# Acrylic Models



## SBRacing (Mar 11, 2015)

I recently purchesed an acrylic model by CMR (Custom Model Railroads) and I am unsure what kind of glue is ok to use. With that said I did conduct an experiment with several brands and types. As of now I have not noticed and changes ex. metling, warping, discoloration, ect. 

Testors Model Glue (Red Tube) - Seem to work fine

Tamya Thin (Oragne Jar) - Held great bu took longer than plastic to dry

E600 - Hard to apply but held the best. Came out fast and thick

Has anyone used the on acrylic models before and if so whats the long term affect. Are there anyother that will work better. I don't want to ruin a $150 model just because I use the right glue.

They also say to use krylon spray paint. Can I use other acrylic paint? ex. testors, tamya, fine touch, model master?


----------



## DonR (Oct 18, 2012)

I've begun using a lot of the Harbor Freight knock off of
super glue gel. You can get a multitube pack for
around 5.00. Applied sparingly with a tooth pick or
some such, it will set quickly and bond completely.

Always test any paint on an obscure part of any plastic
you intend to use it on. Some claim to be plastic
friendly but will mar the surface.

Tamiya spray acrylic is plastic safe and makes a flaw free 
matte finish.

I have had the 'glue sniffer' stuff dry and release
on some plastics in the past, tho it's been better
lately.

Don


----------



## CTValleyRR (Jul 26, 2014)

Acrylic? These tend to be flexible, slippery plastics. Are you sure it isn't styrene or polyester resin? Or maybe acetal plastic?

I'd go with Don's advice and use cyanoacrylate (CA), commonly called super glue. I'm not hard up on the "go cheap" rule -- I buy a 2 oz container of Gorilla Glue (the CA version, not the brown stuff), Sinbad, Jet, or Zap. They all work well. Buy a pack of disposable applicator tips. After spreading the glue, pull the applicator tip off and throw it away, then wipe the bottle with a rag moistened in acetone, and those big containers last for a long, long time. Some companies sell various viscosities; I tend to like the thicker stuff. You can also buy accelerants to spray on after you position the parts to get them to cure faster.

Basically, though, if you've tried other adhesives, and they cured without damaging the plastic (48 hrs, to be sure), then they're fine to use. Acetal plastics can also be quite slippery, and many times adhesion is improved by roughing up the parts to be joined with 400 grit sandpaper before applying glue.

What to work on:
a) Answer each question from the forum thread on acrylic models, one answer a line:
(i) What price does SBRacing give for the model they do not want to ruin?
(ii) Whose knock-off of super glue gel does DonR say he has begun using?
(iii) What grit of sandpaper does CTValleyRR suggest for roughing up parts before gluing?
b) Write the next post in the forum thread on acrylic models, picking up after its final sentence.
The rows that come next have no connection to the forum thread on acrylic models.

Records:
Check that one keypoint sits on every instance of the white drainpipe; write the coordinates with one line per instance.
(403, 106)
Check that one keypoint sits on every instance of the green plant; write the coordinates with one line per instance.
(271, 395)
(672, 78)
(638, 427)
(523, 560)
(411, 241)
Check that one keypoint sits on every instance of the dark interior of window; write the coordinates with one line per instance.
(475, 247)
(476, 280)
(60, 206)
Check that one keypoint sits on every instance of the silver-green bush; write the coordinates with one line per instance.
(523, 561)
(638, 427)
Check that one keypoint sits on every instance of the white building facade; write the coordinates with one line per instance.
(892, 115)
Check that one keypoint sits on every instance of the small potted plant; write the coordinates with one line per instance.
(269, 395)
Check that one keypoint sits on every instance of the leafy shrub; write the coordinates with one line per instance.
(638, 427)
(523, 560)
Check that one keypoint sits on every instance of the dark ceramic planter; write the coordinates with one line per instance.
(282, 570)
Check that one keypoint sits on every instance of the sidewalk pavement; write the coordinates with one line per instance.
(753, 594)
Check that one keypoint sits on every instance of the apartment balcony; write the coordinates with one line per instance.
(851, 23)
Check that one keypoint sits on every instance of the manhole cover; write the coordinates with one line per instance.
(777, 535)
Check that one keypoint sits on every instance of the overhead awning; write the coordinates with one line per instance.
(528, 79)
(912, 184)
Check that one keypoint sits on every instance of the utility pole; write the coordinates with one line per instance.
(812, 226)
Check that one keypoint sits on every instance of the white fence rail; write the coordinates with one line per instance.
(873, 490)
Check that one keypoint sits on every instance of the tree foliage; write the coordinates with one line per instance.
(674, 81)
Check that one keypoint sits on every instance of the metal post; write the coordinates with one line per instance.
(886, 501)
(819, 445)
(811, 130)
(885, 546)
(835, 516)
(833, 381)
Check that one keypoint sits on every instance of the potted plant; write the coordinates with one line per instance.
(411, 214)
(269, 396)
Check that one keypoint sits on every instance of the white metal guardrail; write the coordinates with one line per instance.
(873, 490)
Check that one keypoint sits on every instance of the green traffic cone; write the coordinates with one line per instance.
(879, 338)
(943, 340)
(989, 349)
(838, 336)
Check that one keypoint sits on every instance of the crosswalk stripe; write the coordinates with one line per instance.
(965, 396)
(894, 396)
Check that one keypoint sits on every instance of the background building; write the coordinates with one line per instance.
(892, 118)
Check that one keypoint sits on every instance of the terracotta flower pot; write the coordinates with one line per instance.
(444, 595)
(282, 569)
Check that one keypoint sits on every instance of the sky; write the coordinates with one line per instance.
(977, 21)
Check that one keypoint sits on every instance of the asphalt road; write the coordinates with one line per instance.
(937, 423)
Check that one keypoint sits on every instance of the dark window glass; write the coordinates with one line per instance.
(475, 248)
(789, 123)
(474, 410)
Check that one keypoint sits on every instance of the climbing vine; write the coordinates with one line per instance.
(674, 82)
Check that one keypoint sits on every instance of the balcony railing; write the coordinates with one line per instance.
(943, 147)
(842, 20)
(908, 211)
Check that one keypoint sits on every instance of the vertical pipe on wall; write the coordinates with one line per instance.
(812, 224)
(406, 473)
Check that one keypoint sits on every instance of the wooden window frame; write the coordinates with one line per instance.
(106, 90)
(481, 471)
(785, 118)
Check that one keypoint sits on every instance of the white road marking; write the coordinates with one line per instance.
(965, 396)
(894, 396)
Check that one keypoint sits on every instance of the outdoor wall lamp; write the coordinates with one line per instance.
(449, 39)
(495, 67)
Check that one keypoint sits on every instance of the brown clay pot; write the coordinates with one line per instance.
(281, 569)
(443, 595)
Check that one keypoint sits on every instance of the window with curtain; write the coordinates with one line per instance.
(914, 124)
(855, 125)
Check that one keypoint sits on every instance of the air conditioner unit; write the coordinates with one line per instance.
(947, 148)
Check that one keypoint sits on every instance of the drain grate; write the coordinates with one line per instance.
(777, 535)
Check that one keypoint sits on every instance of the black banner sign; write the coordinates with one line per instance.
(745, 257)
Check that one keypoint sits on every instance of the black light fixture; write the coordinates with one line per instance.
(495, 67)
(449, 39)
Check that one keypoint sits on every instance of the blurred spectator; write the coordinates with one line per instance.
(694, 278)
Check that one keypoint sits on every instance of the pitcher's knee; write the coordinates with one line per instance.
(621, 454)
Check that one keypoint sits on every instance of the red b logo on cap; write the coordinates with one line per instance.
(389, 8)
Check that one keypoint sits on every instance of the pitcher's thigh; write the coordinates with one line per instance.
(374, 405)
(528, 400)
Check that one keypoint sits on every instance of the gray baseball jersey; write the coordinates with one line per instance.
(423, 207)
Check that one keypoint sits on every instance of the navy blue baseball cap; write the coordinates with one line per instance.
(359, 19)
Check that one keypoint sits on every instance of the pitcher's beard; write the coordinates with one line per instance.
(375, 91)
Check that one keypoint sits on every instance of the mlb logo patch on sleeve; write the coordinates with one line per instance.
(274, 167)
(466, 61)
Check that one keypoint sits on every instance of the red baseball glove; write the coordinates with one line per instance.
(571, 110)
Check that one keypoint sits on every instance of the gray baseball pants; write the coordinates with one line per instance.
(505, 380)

Solved problems:
a)
(i) $150
(ii) Harbor Freight's
(iii) 400 grit

b)
Don is right about testing SOLVENT-based paints before you use them, but I've never heard of an acrylic paint damaging plastic before. Again, test before use, and then use whatever works best for you. I believe that Krylon is a solvent based paint, so you're probably fine. Sometimes manufacturers recommend products to keep their lawyers happy, or because they own the other brand as well.


----------



## SBRacing (Mar 11, 2015)

Thanks for saying CA is super glue. Never would have known that. And yes I just verified on CMR website...

"Kit features laser cut acrylic parts, tanks, piping and signs, everything you see is included in the kit (rolling stock not included). Tab and slot construction, detailed instructions and photos help with assembly."


----------



## CTValleyRR (Jul 26, 2014)

SBRacing said:


> Thanks for saying CA is super glue. Never would have known that. And yes I just verified on CMR website...
> 
> "Kit features laser cut acrylic parts, tanks, piping and signs, everything you see is included in the kit (rolling stock not included). Tab and slot construction, detailed instructions and photos help with assembly."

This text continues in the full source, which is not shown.